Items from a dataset
● ● ● ● ●

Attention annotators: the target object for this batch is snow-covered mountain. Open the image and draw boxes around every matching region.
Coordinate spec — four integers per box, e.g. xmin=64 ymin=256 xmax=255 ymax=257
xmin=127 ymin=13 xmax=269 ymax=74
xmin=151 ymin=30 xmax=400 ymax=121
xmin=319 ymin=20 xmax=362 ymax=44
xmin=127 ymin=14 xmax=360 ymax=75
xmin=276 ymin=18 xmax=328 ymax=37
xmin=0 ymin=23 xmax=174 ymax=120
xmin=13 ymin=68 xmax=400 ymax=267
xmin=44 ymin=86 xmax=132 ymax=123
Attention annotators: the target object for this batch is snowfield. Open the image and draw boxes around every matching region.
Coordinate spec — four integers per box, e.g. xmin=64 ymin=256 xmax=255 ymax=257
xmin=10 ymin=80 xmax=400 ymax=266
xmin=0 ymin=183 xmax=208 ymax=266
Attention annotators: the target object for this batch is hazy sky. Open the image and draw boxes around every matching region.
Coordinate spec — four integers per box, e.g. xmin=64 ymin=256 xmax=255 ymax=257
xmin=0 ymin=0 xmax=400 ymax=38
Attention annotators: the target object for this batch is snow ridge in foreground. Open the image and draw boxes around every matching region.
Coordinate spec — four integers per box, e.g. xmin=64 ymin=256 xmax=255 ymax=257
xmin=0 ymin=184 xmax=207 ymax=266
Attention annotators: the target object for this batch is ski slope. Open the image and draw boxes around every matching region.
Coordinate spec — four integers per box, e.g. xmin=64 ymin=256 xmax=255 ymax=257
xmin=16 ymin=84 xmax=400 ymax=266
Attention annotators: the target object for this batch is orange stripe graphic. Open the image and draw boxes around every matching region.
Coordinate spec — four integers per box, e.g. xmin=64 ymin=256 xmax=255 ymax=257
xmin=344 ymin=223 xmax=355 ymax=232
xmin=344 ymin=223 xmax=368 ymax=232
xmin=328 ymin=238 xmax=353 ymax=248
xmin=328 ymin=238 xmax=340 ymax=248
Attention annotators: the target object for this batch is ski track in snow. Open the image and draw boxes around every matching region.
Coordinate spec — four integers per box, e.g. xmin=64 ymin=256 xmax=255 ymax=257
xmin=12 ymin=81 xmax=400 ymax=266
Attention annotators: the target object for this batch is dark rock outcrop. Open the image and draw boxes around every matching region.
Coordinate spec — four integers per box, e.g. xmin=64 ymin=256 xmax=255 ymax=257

● ● ● ● ●

**Written exercise:** Reproduce the material above, switching every "Attention annotators" to "Note for annotators" and leaving everything else as it is.

**Response to this exercise:**
Note for annotators: the target object for this batch is snow-covered mountain. Open the image and draw boxes around every matching region.
Coordinate spec — four integers per box, e.g. xmin=64 ymin=256 xmax=255 ymax=257
xmin=127 ymin=13 xmax=269 ymax=74
xmin=151 ymin=30 xmax=400 ymax=121
xmin=319 ymin=20 xmax=362 ymax=44
xmin=127 ymin=14 xmax=360 ymax=75
xmin=276 ymin=18 xmax=328 ymax=37
xmin=0 ymin=23 xmax=174 ymax=120
xmin=13 ymin=68 xmax=400 ymax=267
xmin=44 ymin=86 xmax=132 ymax=123
Note for annotators: the target object for this batch is snowfield. Open the image and draw boxes around every matching region.
Coordinate spec — four integers per box, e.g. xmin=64 ymin=256 xmax=255 ymax=257
xmin=10 ymin=80 xmax=400 ymax=266
xmin=0 ymin=183 xmax=208 ymax=266
Note for annotators: the target object for this batch is hazy sky. Open the image and draw boxes around every matching region.
Coordinate spec — four integers per box, e.g. xmin=64 ymin=256 xmax=255 ymax=257
xmin=0 ymin=0 xmax=400 ymax=38
Note for annotators: the target object for this batch is snow ridge in foreground. Open the image and draw boxes around every matching region.
Coordinate spec — four integers per box, e.g. xmin=64 ymin=256 xmax=255 ymax=257
xmin=0 ymin=184 xmax=207 ymax=266
Note for annotators: the target object for this batch is ski slope. Open the image and draw boxes around every matching region.
Coordinate spec — four integers per box, e.g. xmin=64 ymin=256 xmax=255 ymax=257
xmin=16 ymin=84 xmax=400 ymax=266
Note for annotators: the target object for this batch is orange stripe graphic. Open the image and draw boxes around every matching region.
Coordinate spec — four integers per box, e.g. xmin=64 ymin=256 xmax=255 ymax=257
xmin=344 ymin=223 xmax=355 ymax=232
xmin=344 ymin=223 xmax=368 ymax=232
xmin=328 ymin=238 xmax=353 ymax=248
xmin=328 ymin=238 xmax=340 ymax=248
Note for annotators: the target object for this batch is ski track in snow. Open the image and draw boxes around every matching region.
Coordinate spec — four integers per box, e.g. xmin=64 ymin=256 xmax=255 ymax=257
xmin=12 ymin=81 xmax=400 ymax=266
Note for annotators: the target object for this batch is dark rock outcrop. Open the image and draw boxes around every matching region.
Coordinate spec — four integers per box, e.g. xmin=64 ymin=256 xmax=255 ymax=257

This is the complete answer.